**Exercise objective:** Convert every line of the records below into a Markdown table with two columns, Row and Text, putting a row number in the first column and the line itself in the second. Skip any blank lines.
>>
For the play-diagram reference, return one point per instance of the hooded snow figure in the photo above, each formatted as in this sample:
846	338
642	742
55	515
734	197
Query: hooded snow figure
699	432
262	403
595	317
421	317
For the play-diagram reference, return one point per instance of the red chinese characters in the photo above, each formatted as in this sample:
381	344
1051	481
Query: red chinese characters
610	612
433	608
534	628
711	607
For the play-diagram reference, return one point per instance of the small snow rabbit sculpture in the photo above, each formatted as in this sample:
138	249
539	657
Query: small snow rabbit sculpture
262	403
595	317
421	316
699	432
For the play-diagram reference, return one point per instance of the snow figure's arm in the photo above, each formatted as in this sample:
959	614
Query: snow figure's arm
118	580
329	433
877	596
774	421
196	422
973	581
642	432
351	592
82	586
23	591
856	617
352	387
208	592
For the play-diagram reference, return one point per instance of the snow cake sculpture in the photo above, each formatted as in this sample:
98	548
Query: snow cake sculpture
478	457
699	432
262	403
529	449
<<
**Response for this exercise:**
| Row | Text |
|---|---|
| 1 | For the play-diagram reference, return one point per instance of the hooded snow figure in the photo above, each formatted as in this sample: |
| 2 | 846	338 |
| 3 | 642	742 |
| 4 | 55	515 |
| 5 | 734	197 |
| 6 | Query: hooded snow figure |
| 7 | 699	432 |
| 8 | 262	403 |
| 9 | 595	317 |
| 10 | 421	317 |
| 11 | For the play-diagram reference, return one point per instance of the red chinese characters in the photo above, each formatted as in this sample: |
| 12 | 381	344 |
| 13 | 1051	481 |
| 14 | Query: red chinese characters |
| 15 | 610	612 |
| 16 | 433	608 |
| 17 | 534	628 |
| 18 | 711	607 |
| 19 | For the play-diagram reference, return one point per instance of the small snow rabbit sculpture in the photo above, each formatted as in this sample: |
| 20 | 138	249 |
| 21 | 539	657 |
| 22 | Query: small snow rabbit sculpture |
| 23 | 262	403 |
| 24 | 595	317 |
| 25 | 421	316 |
| 26 | 699	432 |
| 27 | For the play-diagram reference, return one point per instance of the snow figure's arm in the photo above, each formatted as in this sample: |
| 28 | 959	614 |
| 29 | Query: snow figure's arm |
| 30 | 118	580 |
| 31 | 329	433 |
| 32 | 877	596 |
| 33 | 774	421 |
| 34 | 196	422 |
| 35 | 973	581 |
| 36 | 642	432 |
| 37 | 351	592 |
| 38 | 82	586 |
| 39 | 23	591 |
| 40 | 856	617 |
| 41 | 352	387 |
| 42 | 208	592 |
| 43 | For the play-diagram reference, return one point per instance of the snow cake sculpture in the photo above, each formatted as in this sample: |
| 44 | 98	548 |
| 45 | Query: snow cake sculpture |
| 46 | 478	457 |
| 47 | 699	432 |
| 48 | 262	403 |
| 49 | 529	449 |